* ENTRIES SHOWN *
↓

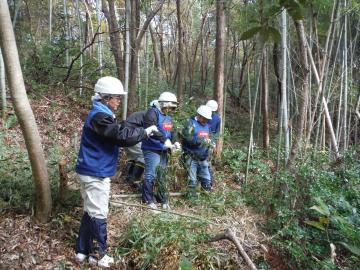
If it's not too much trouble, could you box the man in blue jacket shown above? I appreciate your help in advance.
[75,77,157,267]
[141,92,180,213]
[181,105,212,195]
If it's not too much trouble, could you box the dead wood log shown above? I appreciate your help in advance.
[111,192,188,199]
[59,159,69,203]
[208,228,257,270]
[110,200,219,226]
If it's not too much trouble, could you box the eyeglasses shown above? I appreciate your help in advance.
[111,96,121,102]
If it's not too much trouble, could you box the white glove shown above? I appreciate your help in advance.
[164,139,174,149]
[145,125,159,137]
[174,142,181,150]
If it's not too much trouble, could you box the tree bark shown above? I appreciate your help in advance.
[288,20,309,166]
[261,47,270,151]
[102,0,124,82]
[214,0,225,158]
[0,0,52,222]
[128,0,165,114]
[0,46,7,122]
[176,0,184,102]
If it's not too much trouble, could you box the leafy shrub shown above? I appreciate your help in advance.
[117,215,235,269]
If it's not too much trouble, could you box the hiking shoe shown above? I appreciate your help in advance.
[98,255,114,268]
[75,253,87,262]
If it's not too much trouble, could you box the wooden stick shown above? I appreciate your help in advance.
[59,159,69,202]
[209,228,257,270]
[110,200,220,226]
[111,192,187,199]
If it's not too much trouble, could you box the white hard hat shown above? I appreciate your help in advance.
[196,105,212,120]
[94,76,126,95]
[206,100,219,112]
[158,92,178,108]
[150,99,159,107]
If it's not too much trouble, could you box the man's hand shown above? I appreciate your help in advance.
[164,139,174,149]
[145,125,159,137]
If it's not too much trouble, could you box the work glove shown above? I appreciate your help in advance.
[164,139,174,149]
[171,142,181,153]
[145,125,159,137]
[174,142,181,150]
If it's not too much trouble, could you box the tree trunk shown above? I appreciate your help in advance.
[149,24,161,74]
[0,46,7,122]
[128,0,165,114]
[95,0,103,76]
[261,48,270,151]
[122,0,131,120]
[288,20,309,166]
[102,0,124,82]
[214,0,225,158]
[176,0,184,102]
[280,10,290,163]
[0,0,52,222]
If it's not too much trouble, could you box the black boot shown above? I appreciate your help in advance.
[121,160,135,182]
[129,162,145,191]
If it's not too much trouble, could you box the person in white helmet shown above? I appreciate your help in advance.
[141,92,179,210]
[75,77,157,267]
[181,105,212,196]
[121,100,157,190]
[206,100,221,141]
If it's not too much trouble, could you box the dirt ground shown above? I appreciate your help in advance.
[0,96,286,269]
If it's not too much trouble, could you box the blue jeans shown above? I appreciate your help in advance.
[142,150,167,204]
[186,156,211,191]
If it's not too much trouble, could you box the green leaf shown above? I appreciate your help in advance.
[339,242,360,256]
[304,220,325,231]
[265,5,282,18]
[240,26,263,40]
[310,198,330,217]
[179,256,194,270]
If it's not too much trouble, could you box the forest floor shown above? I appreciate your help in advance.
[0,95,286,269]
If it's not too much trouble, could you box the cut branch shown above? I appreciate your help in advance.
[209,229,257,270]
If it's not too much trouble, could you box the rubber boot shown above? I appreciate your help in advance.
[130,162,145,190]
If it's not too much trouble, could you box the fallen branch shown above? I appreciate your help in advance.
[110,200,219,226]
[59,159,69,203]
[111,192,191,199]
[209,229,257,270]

↑
↓

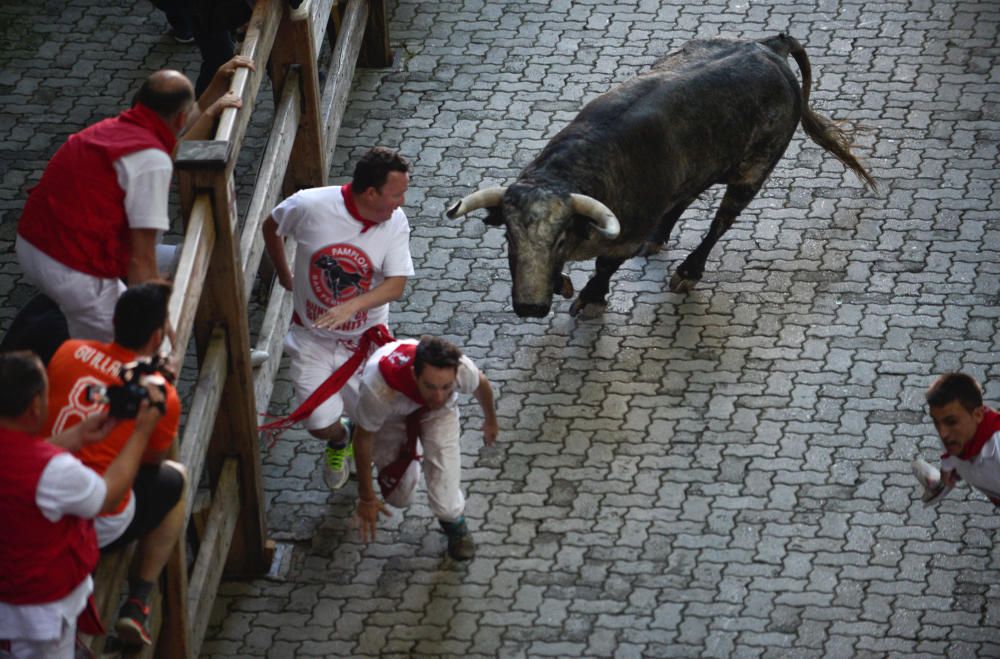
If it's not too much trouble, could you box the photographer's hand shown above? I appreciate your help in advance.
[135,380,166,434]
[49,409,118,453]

↑

Turn the listing, starting with the line that contains "man in blue" and going on through the line that contains "[75,253,87,262]", into a CSV with the columns input and output. Each row should pair a text with the answer that follows it, with both values in quoted fields and any line breaks replaced by spaces.

input,output
"If it's not too much trouble, could you box the man in blue jacket shown above? I appreciate your help in advance.","[75,77,157,267] [141,92,180,213] [181,105,212,195]"
"If it's not too much trouble, could you box the dead wood log shown above? I appreciate your help in advance.","[111,192,188,199] [59,159,69,203] [208,228,257,270] [110,200,219,226]"
"If it's not too much trouble, could you box the eyeglasses shown above? I appreciate your help in advance.","[111,96,121,102]"
"If it's not too much trouble, could you box the white glove shown above? I appreciate your help in advance.","[164,139,174,149] [145,125,159,137] [174,142,181,150]"
"If it's not too much trouble, could you box the tree bark shown above? I appreciate your help in advance.","[288,20,309,166] [261,47,270,151] [102,0,124,82] [214,0,225,158] [0,0,52,222] [128,0,165,114] [0,46,7,122] [176,0,184,102]"
"If it's not too much trouble, could you box the leafy shrub shown above? I appreciate your help in advance.","[117,215,235,269]"
"If it's not too much trouble, could you box the hiking shoe shown above? I appreciate your help in advance.","[98,255,114,268] [75,253,87,262]"